What you have to do =>
Rewrite the part of the items that opens with the line containing "Mark one point per instance of the green tree" and closes with the end of the items, changing "utility worker" to "line technician" and leaving everything else the same.

= = = = =

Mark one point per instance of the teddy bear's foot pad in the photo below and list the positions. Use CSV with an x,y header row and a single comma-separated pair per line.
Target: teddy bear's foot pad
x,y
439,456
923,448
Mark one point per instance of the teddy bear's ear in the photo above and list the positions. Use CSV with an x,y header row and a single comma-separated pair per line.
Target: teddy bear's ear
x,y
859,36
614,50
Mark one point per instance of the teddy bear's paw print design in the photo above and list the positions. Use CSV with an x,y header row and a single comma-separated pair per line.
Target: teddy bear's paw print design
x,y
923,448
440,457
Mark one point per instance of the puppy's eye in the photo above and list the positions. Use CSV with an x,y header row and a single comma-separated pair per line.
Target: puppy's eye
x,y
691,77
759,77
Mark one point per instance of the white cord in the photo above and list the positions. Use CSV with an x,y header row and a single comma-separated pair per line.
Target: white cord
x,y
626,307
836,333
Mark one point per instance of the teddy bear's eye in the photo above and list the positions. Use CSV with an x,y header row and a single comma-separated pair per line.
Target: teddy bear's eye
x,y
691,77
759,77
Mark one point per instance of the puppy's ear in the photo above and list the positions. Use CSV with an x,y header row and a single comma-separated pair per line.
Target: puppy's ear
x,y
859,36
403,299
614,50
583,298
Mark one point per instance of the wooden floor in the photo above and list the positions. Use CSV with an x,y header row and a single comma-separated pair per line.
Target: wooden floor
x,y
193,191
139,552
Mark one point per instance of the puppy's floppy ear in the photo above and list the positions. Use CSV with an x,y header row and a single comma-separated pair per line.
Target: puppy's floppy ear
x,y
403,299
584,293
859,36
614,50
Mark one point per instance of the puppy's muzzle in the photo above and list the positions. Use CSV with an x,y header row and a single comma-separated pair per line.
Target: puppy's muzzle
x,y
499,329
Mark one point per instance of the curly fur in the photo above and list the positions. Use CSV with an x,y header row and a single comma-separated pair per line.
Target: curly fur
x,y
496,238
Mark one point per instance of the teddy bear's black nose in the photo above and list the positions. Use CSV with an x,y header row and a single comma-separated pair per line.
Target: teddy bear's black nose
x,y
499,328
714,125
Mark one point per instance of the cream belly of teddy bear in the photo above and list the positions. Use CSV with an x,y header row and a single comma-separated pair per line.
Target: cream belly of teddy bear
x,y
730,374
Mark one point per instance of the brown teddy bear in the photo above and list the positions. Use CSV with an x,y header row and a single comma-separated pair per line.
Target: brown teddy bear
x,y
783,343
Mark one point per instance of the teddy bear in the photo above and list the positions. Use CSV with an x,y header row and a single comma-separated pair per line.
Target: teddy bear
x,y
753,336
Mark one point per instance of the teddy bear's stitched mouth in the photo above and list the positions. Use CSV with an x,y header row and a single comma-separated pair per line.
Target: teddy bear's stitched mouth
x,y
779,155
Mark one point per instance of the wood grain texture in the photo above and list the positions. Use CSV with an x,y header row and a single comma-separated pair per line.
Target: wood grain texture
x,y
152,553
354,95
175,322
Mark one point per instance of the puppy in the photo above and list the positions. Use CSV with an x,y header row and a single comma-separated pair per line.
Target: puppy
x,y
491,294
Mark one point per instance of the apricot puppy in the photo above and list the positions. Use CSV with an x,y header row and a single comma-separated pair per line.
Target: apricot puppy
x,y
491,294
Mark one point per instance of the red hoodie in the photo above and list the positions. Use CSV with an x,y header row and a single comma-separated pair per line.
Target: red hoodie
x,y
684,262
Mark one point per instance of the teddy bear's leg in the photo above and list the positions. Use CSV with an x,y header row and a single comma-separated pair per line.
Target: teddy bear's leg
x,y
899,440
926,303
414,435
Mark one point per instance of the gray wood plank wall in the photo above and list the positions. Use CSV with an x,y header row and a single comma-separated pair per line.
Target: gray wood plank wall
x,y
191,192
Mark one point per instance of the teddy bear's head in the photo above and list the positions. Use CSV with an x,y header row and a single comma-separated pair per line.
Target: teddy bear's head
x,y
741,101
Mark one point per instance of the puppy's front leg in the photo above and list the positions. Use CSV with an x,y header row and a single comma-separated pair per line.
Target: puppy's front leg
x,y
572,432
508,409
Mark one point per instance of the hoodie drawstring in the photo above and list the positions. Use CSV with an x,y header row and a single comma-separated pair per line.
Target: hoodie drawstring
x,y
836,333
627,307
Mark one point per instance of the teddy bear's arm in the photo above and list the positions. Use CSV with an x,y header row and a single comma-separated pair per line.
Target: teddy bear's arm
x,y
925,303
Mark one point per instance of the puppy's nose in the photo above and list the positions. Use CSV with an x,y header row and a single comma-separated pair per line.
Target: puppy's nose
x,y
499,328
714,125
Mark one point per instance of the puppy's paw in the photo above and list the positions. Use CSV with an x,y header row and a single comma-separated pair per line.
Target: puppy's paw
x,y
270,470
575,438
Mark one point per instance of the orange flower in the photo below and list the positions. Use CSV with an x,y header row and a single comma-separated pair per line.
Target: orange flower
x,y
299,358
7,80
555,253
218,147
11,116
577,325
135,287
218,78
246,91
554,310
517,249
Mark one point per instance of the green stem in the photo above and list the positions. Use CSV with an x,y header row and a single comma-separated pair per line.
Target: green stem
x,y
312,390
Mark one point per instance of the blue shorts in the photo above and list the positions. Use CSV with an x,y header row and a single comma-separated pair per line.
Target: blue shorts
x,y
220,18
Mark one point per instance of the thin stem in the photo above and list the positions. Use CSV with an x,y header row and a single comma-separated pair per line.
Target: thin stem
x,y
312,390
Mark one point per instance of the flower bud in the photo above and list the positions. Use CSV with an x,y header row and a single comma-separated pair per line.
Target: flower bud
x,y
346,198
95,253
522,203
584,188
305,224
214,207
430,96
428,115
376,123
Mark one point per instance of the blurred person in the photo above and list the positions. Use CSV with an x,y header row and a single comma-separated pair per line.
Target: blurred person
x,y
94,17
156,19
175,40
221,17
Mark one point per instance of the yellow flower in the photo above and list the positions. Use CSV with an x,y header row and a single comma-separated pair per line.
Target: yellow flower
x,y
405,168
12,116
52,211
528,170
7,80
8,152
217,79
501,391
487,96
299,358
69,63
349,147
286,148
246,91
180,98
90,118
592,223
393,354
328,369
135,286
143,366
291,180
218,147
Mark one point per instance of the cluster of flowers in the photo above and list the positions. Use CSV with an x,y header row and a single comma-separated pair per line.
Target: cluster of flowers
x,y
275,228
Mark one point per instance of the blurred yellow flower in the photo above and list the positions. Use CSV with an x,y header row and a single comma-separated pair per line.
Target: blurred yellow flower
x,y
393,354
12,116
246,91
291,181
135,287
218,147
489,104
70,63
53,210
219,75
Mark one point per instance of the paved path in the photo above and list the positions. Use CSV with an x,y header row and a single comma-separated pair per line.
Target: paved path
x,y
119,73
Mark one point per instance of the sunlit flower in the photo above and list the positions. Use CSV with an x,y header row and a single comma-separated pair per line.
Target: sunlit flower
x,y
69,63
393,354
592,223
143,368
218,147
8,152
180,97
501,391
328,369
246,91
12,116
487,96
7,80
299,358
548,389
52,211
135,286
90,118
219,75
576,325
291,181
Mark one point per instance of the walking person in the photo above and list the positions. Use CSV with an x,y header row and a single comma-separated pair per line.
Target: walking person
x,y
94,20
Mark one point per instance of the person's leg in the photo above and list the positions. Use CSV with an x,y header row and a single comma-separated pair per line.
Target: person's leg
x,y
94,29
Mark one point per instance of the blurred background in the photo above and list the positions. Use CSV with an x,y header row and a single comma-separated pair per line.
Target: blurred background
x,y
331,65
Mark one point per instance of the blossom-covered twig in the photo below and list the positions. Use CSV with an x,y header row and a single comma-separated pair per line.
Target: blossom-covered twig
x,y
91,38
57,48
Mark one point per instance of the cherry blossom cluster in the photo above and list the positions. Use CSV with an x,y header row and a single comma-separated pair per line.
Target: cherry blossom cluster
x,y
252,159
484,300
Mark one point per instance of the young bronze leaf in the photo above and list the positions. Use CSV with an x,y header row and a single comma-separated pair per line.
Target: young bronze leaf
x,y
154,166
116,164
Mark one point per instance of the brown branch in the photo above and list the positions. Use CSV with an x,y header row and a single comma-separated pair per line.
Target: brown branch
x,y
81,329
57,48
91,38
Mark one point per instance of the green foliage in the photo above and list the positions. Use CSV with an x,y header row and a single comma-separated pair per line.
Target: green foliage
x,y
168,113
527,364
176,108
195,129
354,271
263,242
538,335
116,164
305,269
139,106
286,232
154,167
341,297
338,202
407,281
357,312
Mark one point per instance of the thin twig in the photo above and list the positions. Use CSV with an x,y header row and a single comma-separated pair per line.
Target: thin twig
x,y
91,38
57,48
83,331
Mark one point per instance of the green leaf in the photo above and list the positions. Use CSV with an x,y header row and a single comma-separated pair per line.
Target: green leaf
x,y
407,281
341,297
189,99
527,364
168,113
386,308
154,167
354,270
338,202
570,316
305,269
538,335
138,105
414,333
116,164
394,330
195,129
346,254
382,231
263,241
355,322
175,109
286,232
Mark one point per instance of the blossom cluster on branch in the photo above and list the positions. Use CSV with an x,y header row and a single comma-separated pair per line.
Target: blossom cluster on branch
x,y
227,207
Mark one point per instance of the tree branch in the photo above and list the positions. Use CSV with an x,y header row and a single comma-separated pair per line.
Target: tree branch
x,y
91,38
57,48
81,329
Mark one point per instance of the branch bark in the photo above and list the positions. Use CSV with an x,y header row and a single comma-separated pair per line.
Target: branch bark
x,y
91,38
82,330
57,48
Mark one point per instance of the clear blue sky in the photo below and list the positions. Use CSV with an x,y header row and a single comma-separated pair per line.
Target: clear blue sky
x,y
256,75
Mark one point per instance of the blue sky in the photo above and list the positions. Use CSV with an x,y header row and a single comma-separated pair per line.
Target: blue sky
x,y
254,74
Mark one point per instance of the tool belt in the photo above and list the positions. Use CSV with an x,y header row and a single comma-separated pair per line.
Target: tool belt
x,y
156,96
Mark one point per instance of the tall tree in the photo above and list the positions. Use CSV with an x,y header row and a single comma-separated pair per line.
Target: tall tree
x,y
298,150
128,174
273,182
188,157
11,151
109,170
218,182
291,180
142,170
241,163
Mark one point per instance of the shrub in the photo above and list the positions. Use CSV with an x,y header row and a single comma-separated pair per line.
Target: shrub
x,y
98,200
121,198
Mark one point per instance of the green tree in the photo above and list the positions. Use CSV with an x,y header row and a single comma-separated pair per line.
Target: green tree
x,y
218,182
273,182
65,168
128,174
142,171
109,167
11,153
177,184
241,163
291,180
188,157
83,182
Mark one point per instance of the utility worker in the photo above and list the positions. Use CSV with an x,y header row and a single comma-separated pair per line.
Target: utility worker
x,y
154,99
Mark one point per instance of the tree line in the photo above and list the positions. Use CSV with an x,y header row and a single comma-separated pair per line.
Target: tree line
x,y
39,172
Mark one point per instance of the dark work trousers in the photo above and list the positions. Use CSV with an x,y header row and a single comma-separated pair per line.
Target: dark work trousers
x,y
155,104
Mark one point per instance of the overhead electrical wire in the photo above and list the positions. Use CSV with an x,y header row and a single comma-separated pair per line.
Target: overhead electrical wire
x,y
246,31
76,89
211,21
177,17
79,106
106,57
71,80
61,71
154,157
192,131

= = = = =

Exercise response =>
Mark one point per instance of the green tree in the photo above and list the positions. Use CSV with an x,y header row and a single comma-separated pair per line.
Target: green tree
x,y
218,182
273,182
65,168
128,174
142,171
109,167
11,153
177,184
241,163
291,180
188,157
83,182
Mark one point per instance of the line technician in the photo above and list the positions. Use CSV with an x,y header row and a single comma-separated pair per line.
Target: line technician
x,y
154,99
Mark one point per instance of the tree line in the photo above and list the positions. Use CSV with an x,y header row and a single comma-separated pair per line.
Target: tree line
x,y
39,172
Mark one point per instance of the dark work trousers in the photo above and list the positions. Use CSV with an x,y header row and a single comma-separated pair per line.
Target: dark work trousers
x,y
155,104
Mark one point per instance of the overhead electrical wire in the photo above and list the positions. Use CSV with an x,y header row and a single comma-separated pair per line.
Target: overhead electrical wire
x,y
246,31
76,89
211,21
177,17
79,106
106,57
71,80
61,71
154,157
192,131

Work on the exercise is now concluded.